EXERCISE GOAL – Starting from the line containing "Where is the fence post in the picture above?", write out the rest of the entries exactly, through the final line, including nothing else.

INPUT RECORDS –
════════════════════
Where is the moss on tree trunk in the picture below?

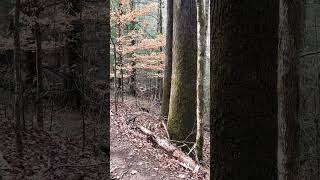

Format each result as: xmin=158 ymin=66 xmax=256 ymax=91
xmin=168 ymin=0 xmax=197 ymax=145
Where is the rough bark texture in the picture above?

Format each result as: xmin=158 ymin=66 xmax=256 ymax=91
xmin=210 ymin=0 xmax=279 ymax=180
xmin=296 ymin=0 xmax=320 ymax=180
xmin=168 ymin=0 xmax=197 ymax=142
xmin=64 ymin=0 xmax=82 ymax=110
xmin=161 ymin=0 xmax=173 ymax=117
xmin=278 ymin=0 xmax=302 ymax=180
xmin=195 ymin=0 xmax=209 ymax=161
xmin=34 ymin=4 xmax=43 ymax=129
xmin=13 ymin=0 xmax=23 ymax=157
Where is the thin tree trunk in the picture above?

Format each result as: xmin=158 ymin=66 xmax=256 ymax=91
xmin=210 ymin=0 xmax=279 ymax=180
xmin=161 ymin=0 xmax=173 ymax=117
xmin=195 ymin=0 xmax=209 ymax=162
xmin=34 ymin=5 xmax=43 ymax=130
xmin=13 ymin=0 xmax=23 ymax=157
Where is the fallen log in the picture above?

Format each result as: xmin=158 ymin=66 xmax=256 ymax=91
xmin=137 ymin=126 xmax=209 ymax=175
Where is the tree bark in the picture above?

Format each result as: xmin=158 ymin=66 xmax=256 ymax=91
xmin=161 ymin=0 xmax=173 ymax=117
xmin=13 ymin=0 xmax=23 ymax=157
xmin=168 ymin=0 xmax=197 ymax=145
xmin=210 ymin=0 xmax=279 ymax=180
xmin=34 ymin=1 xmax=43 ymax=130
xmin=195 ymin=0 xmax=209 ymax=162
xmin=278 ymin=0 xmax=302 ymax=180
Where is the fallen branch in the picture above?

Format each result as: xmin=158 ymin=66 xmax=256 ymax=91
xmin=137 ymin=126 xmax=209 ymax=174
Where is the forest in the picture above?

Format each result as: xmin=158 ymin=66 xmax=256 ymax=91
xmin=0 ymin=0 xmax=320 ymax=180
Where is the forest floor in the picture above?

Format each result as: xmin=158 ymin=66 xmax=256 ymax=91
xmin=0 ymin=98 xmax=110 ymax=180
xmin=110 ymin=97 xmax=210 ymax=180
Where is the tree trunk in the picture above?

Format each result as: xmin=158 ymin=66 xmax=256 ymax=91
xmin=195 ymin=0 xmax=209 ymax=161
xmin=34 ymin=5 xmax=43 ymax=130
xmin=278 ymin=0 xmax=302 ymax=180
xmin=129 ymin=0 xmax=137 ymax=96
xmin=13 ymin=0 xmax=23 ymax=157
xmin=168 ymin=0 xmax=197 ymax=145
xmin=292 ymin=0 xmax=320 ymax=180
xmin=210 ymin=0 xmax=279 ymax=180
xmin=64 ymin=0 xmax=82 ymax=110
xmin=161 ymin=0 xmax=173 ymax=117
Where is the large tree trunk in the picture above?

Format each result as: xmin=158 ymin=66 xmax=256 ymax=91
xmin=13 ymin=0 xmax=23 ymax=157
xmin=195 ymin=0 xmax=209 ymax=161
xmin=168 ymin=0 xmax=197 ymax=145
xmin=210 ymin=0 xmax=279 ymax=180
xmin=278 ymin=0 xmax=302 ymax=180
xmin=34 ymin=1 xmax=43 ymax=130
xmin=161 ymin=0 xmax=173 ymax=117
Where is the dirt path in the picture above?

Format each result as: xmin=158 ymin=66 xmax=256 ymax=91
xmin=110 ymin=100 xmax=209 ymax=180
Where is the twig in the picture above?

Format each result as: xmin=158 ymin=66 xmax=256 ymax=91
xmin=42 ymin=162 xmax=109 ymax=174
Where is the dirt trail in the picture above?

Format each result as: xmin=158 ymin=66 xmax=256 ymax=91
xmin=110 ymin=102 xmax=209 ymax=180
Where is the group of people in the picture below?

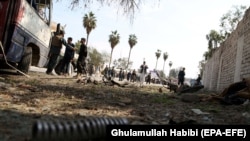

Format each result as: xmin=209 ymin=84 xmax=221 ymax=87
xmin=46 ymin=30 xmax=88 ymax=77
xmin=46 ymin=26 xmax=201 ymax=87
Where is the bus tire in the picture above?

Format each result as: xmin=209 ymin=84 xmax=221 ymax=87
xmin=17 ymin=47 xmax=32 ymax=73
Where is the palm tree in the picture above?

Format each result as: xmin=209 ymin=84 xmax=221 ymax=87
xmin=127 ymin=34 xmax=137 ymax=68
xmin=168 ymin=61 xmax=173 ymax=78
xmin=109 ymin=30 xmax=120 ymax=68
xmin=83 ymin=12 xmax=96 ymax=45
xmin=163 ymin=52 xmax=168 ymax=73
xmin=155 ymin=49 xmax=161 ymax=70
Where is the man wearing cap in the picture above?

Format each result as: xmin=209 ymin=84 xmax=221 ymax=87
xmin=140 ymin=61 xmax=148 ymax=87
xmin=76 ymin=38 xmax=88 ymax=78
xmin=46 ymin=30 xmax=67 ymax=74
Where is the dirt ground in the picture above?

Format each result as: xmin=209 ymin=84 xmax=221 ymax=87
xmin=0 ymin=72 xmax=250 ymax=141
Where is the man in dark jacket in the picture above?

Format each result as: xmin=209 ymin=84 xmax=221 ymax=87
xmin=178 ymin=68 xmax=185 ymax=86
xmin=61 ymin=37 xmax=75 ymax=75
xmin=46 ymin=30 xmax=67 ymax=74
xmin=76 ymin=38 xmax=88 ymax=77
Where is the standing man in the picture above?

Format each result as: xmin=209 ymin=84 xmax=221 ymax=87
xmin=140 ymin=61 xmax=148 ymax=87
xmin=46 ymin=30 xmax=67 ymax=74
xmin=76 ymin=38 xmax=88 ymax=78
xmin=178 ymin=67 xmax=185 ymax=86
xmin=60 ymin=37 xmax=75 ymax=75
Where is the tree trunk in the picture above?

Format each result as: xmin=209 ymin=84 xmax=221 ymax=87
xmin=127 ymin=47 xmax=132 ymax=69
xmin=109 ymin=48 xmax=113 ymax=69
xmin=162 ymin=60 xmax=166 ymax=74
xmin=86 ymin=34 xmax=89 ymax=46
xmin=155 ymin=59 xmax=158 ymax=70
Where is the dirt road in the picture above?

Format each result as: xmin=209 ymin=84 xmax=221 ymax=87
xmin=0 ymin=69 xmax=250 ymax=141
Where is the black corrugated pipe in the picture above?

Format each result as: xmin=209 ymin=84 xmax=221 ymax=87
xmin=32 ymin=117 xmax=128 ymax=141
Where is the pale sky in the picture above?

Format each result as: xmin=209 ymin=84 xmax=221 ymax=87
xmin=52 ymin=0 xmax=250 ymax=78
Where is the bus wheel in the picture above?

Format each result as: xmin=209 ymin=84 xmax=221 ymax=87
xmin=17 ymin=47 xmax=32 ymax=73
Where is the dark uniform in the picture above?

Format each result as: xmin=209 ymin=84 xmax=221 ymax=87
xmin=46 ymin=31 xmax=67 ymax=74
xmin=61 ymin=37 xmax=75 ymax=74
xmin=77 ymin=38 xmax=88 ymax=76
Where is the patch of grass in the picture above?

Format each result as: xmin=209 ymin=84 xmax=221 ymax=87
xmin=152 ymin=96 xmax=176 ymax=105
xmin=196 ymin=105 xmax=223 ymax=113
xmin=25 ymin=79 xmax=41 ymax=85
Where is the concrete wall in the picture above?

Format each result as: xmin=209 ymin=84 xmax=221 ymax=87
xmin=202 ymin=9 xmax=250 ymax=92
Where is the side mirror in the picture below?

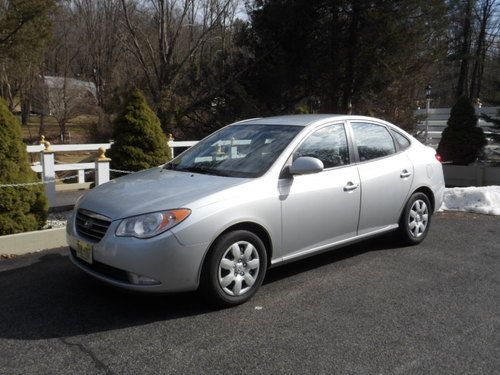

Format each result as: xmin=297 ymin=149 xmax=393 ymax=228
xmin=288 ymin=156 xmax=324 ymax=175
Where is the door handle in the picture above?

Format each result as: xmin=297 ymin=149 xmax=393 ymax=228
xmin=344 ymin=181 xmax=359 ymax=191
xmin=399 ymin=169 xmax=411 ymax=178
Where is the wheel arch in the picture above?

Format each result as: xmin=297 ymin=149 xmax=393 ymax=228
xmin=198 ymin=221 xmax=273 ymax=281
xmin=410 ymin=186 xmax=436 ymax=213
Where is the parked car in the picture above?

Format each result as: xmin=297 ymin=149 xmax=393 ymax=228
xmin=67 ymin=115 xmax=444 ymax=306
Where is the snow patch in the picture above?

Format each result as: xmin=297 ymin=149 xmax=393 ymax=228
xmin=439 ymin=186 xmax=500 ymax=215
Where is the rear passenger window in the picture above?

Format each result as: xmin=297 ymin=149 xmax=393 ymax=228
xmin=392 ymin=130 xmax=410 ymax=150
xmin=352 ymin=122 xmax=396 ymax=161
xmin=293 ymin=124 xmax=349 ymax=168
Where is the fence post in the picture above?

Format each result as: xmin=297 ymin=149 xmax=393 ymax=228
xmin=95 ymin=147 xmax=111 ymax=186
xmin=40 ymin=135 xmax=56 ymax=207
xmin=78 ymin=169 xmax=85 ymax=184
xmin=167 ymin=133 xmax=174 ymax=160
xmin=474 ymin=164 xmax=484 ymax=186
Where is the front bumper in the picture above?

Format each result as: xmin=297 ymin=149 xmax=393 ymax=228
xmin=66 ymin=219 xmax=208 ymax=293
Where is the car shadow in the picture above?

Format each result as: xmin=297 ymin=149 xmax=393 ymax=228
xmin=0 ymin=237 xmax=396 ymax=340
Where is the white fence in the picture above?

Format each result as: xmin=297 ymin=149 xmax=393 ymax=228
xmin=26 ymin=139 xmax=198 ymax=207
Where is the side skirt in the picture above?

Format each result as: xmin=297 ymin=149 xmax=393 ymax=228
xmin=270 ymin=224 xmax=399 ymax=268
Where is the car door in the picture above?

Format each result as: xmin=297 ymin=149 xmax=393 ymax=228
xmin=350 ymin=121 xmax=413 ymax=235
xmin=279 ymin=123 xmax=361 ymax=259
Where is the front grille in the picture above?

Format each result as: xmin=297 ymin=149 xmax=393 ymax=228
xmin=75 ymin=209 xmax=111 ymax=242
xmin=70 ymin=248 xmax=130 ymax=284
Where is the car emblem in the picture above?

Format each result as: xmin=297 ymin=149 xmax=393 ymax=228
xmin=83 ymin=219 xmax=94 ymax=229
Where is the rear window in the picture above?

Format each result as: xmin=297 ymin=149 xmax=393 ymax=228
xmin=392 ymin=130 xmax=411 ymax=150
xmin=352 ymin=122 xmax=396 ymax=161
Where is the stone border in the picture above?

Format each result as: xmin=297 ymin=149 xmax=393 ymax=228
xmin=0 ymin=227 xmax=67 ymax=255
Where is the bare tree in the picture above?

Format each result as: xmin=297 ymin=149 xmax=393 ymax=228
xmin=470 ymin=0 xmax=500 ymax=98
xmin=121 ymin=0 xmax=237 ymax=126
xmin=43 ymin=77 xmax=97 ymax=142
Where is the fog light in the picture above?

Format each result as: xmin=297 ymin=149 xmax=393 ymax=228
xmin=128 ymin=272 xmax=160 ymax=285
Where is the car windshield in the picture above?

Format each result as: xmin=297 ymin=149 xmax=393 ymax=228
════════════════════
TASK RESPONSE –
Where is the fence post in the picture above?

Format each result as: xmin=297 ymin=149 xmax=393 ymax=228
xmin=95 ymin=147 xmax=111 ymax=186
xmin=40 ymin=135 xmax=56 ymax=207
xmin=78 ymin=169 xmax=85 ymax=184
xmin=167 ymin=133 xmax=174 ymax=160
xmin=474 ymin=164 xmax=484 ymax=186
Where is the front bumper in the picture above?

Format each result as: xmin=297 ymin=149 xmax=393 ymax=228
xmin=66 ymin=219 xmax=208 ymax=293
Where is the car shadow in the picture above?

Format each result as: xmin=297 ymin=149 xmax=393 ymax=228
xmin=0 ymin=237 xmax=396 ymax=340
Where is the white fence in the picture above?

Format each result as: xmin=297 ymin=149 xmax=393 ymax=228
xmin=26 ymin=139 xmax=198 ymax=207
Where is the side skirt in the picture above?

Format each result as: xmin=297 ymin=149 xmax=393 ymax=228
xmin=270 ymin=224 xmax=399 ymax=268
Where is the car door in the picture above?

Format each result as: xmin=297 ymin=149 xmax=393 ymax=228
xmin=350 ymin=121 xmax=413 ymax=235
xmin=279 ymin=123 xmax=361 ymax=259
Where is the front grille in the picture above?

Format each result as: xmin=297 ymin=149 xmax=393 ymax=228
xmin=75 ymin=209 xmax=111 ymax=242
xmin=70 ymin=248 xmax=130 ymax=284
Where is the car emblem in the picture above?

Format each result as: xmin=297 ymin=149 xmax=393 ymax=228
xmin=83 ymin=219 xmax=94 ymax=229
Where is the rear window in the picture above?

Format each result as: xmin=297 ymin=149 xmax=393 ymax=228
xmin=392 ymin=130 xmax=411 ymax=150
xmin=352 ymin=122 xmax=396 ymax=161
Where is the stone border in the picture above?

Format each result as: xmin=297 ymin=149 xmax=393 ymax=228
xmin=0 ymin=227 xmax=67 ymax=255
Where is the bare tree in the picture above?

Format each result as: xmin=297 ymin=149 xmax=393 ymax=228
xmin=470 ymin=0 xmax=500 ymax=98
xmin=121 ymin=0 xmax=237 ymax=126
xmin=43 ymin=77 xmax=97 ymax=142
Where is the fog light in the picture above?

Format each result as: xmin=297 ymin=149 xmax=393 ymax=228
xmin=128 ymin=272 xmax=160 ymax=285
Where is the car windshield in the picture above?

Format each result as: xmin=297 ymin=149 xmax=393 ymax=228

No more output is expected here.